Entries:
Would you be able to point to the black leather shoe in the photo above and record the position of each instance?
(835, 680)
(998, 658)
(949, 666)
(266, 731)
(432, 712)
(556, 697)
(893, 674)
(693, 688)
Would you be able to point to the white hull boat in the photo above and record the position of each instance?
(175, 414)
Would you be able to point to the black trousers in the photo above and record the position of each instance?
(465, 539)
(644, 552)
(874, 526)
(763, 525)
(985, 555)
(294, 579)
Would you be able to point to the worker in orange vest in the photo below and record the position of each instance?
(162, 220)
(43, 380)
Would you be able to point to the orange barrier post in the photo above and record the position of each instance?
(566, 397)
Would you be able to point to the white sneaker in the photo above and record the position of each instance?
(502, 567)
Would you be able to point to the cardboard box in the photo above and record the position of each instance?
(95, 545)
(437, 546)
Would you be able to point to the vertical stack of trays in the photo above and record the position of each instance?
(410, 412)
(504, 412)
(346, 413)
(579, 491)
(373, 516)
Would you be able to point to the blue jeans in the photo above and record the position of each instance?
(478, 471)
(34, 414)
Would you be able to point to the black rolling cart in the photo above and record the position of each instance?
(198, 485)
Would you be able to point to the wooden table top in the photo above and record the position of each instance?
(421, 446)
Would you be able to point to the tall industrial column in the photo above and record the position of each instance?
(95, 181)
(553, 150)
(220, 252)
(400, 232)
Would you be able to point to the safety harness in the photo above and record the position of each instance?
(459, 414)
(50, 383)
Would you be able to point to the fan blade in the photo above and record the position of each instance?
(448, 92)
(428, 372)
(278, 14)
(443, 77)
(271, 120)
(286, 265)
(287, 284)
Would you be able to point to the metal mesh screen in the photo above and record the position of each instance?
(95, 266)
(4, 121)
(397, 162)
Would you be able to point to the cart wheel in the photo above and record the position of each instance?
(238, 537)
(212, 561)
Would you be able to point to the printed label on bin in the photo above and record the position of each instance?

Task requirements: Extract all of the data shown above without alteration.

Exercise output:
Would you be able to point to the black leather shoe in the photo above and record the position of each instance?
(835, 680)
(998, 658)
(949, 666)
(266, 731)
(432, 712)
(556, 697)
(893, 674)
(693, 688)
Would you be able to point to the white hull boat in the photo above and record the position of each instance?
(175, 414)
Would you be able to point to the black trousers in the photo above and record the position of each instance?
(465, 539)
(644, 552)
(874, 526)
(763, 525)
(985, 555)
(294, 579)
Would you be able to point to the worker in orange vest in the photo below and record the position of each instance?
(162, 220)
(43, 380)
Would you be able to point to the orange barrier post in the photo above and record the position of each instance?
(566, 397)
Would you be able to point to the white sneaker in the photo above and record the position of each instance?
(502, 567)
Would you be able to point to the cardboard box in the photo above and record the position of each instance?
(95, 545)
(437, 546)
Would you be able to point to the vertical stack of trays in the photo above and record the position of each instance?
(410, 412)
(504, 412)
(346, 413)
(579, 491)
(373, 516)
Would you be able to point to the blue jeans in the photo above and record the position of each instance?
(478, 471)
(34, 414)
Would you be able to point to the black rolling cart in the photo above and record the position of each instance?
(198, 485)
Would you be able to point to the wooden table top in the photo above and record the position of each instance?
(421, 446)
Would you be able to point to the tall industrial column in the photo above and record the position of each instance?
(95, 181)
(553, 150)
(220, 252)
(400, 232)
Would you be able to point to the safety harness in the photo above and record the position of each instance?
(459, 414)
(50, 383)
Would you be able to point to the fan blade in the photo above and record the position of each instance?
(448, 92)
(428, 372)
(278, 14)
(443, 77)
(271, 120)
(286, 265)
(287, 284)
Would you be able to point to the metal mesh screen in the photo above and record the position of each instance?
(95, 266)
(4, 121)
(397, 162)
Would you be able to point to the cart wheel in the photo above and record the position of each instance?
(238, 537)
(212, 561)
Would you be able to point to the printed label on bin in the photo above and record the position of each instance?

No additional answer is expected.